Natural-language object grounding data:
··········

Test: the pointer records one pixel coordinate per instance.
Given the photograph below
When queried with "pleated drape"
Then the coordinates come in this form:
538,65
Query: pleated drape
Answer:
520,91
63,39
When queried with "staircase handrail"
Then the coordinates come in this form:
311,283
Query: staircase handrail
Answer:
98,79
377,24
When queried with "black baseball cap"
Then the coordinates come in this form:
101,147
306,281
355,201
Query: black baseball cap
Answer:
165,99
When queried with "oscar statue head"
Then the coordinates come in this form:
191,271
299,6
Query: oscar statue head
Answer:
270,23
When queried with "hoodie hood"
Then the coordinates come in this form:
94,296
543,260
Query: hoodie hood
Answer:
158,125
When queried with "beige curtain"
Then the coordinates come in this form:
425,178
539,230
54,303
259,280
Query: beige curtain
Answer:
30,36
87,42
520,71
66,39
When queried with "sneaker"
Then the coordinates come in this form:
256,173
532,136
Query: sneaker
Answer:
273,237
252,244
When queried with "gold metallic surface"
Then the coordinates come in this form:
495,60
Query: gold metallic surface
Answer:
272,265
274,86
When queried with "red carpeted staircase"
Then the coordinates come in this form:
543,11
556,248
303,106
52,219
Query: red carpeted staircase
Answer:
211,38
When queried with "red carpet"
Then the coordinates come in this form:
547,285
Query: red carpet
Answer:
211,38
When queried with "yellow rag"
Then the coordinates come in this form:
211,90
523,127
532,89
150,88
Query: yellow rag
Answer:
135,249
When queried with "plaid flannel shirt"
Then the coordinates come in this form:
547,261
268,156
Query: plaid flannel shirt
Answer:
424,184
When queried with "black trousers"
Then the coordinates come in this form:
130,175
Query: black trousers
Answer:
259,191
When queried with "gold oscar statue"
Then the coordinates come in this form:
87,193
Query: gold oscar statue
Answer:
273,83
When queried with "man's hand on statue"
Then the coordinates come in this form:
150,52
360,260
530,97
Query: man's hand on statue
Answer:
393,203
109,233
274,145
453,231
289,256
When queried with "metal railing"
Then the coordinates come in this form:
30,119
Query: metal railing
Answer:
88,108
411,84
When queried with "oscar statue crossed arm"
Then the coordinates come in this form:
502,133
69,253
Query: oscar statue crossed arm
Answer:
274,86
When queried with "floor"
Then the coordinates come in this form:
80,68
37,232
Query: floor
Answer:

··········

_Task directions_
All records are to be printed again, exactly and completely.

_Task output_
Test: the pointer records one pixel coordinate per instance.
Given the photograph below
When queried with "pleated drape"
Then the coordinates come in this form:
538,65
Query: pleated drape
Answer:
520,91
63,39
When queried with "staircase handrail"
Then the coordinates come in this form:
311,283
Query: staircase handrail
Answer:
98,79
377,24
When queried with "black baseball cap"
Then the coordinates come in this form:
101,147
306,281
355,201
Query: black baseball cap
Answer:
165,99
When queried with "oscar statue head"
Then the coordinates come in this form:
191,271
299,6
Query: oscar statue head
Answer:
270,23
When queried with "hoodie hood"
Then the coordinates come in this form:
94,296
543,260
Query: hoodie hood
Answer:
158,125
When queried with "beige curtain"
Then the coordinates come in this form:
425,178
539,230
54,303
259,280
Query: beige curtain
Answer:
30,36
87,42
520,71
66,39
When queried with "sneaker"
Then the coordinates come in this form:
256,173
532,136
Query: sneaker
Answer:
273,237
252,244
When queried with "gold metallic surface"
Then the coordinates come in this form:
495,60
Query: gold metallic surface
Answer:
272,265
274,86
When queried with "red carpeted staircase"
Then the coordinates come in this form:
543,11
556,248
303,106
52,219
Query: red carpeted staircase
Answer:
211,38
When queried with "red carpet"
Then the coordinates come in this form:
547,285
Query: red carpet
Answer:
211,38
When queried with "yellow rag"
Then the coordinates come in this form:
211,90
523,127
532,89
150,88
Query: yellow rag
Answer:
135,249
When queried with "plaid flannel shirt"
Then the coordinates come in this form:
547,261
268,156
Query: plaid flannel shirt
Answer:
424,184
When queried with "black trousers"
Then the coordinates come in this form:
130,175
Query: black trousers
Answer:
259,191
When queried with "gold oscar statue"
Then the coordinates come in this form:
87,193
Query: gold oscar statue
Answer:
273,83
When queried with "man's hand on statue"
Then the coordinates come in this form:
150,52
360,260
530,97
Query: man's hand on statue
Answer:
393,203
109,233
274,145
453,231
289,256
When queried with "metal railing"
Then the coordinates come in this form:
30,119
Query: metal railing
Answer:
88,108
411,84
When queried with "oscar statue crossed arm"
Then the coordinates come in this form:
502,133
69,253
Query: oscar statue crossed arm
Answer:
274,86
When queried with "floor"
Then the coordinates come in this form:
80,68
37,232
Query: floor
Answer:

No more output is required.